#### What is required
Change every occurrence of "Wildlife-tally request" to "Counting request" in the rows below, and give all the rows back with nothing else altered. Leave the pictures out of your answer.

#### Material

--

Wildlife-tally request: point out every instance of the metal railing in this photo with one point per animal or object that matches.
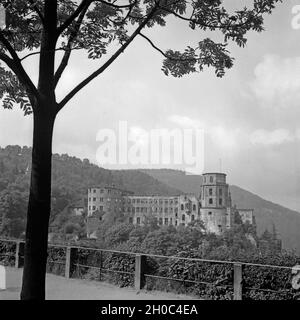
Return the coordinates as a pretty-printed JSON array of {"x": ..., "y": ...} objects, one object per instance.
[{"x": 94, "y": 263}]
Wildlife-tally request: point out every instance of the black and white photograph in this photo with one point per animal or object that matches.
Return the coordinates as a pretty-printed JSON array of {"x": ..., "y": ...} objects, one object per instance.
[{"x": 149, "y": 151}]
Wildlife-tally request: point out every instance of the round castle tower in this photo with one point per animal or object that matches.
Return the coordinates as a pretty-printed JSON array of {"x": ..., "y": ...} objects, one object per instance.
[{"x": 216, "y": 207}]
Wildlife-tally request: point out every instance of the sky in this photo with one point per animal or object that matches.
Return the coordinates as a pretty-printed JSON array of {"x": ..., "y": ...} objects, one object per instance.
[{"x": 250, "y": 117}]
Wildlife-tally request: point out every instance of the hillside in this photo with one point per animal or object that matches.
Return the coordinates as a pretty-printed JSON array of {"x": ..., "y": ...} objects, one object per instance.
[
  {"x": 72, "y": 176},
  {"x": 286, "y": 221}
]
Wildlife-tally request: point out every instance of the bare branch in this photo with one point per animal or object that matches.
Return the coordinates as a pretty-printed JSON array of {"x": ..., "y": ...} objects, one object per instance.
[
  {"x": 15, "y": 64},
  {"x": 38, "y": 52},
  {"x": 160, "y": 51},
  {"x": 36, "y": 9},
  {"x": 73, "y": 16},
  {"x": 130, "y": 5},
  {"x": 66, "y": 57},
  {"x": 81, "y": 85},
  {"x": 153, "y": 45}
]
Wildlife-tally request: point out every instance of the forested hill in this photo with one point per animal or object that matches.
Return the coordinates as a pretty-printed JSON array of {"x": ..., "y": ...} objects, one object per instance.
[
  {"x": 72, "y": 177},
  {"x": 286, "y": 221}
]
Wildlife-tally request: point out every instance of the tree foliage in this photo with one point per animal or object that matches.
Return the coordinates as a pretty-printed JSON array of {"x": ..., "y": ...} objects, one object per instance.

--

#### Answer for the task
Counting request: point out every instance of the metal railing in this photo with one point per animal or object that matches.
Return the coordinates as a pretty-printed JSON array of {"x": ..., "y": ...} objects, one object per instance.
[{"x": 94, "y": 263}]
Counting request: point out every instance of the black and white photograph in this photo with one point per animal or object that matches.
Return the coordinates as a pretty-printed JSON array of {"x": ..., "y": ...} objects, one object per instance.
[{"x": 149, "y": 151}]
Counting request: point out every instance of the round castle tower in this photo with one point per animal or object that matches.
Return the coordinates as a pretty-printed JSON array of {"x": ..., "y": ...} objects, one object per instance.
[{"x": 216, "y": 207}]
Counting request: point out every instance of the sky in this photo with one point per animal or object that matches.
Return the coordinates as a pretty-printed JSON array of {"x": ..., "y": ...} objects, one object per instance.
[{"x": 250, "y": 117}]
Counting request: point out every instance of the hillside in this photo with one point per animal or object that matches.
Return the coordinates as a pretty-printed JSON array of {"x": ..., "y": ...} objects, one object per instance.
[
  {"x": 72, "y": 176},
  {"x": 286, "y": 221}
]
Counting request: point out every instance of the bare branch in this photo with one point per animal or object that matches.
Return the coordinates as a pretty-printed JSON array of {"x": ..., "y": ...} objects, one object per instance.
[
  {"x": 15, "y": 64},
  {"x": 38, "y": 52},
  {"x": 160, "y": 51},
  {"x": 36, "y": 9},
  {"x": 73, "y": 16},
  {"x": 130, "y": 5},
  {"x": 66, "y": 57},
  {"x": 81, "y": 85},
  {"x": 153, "y": 45}
]
Counting request: point out every instance of the forested hill in this photo with one point per animal or object that matches.
Return the coordinates as a pretty-printed JSON array of {"x": ..., "y": ...} objects, one object per instance.
[
  {"x": 72, "y": 177},
  {"x": 286, "y": 221}
]
Counting request: point out every instance of the tree foliage in this photo with one point per animal or object that matches.
Return the coordinates as a pretty-printed JSON array of {"x": ..., "y": ...} objects, one object per instance.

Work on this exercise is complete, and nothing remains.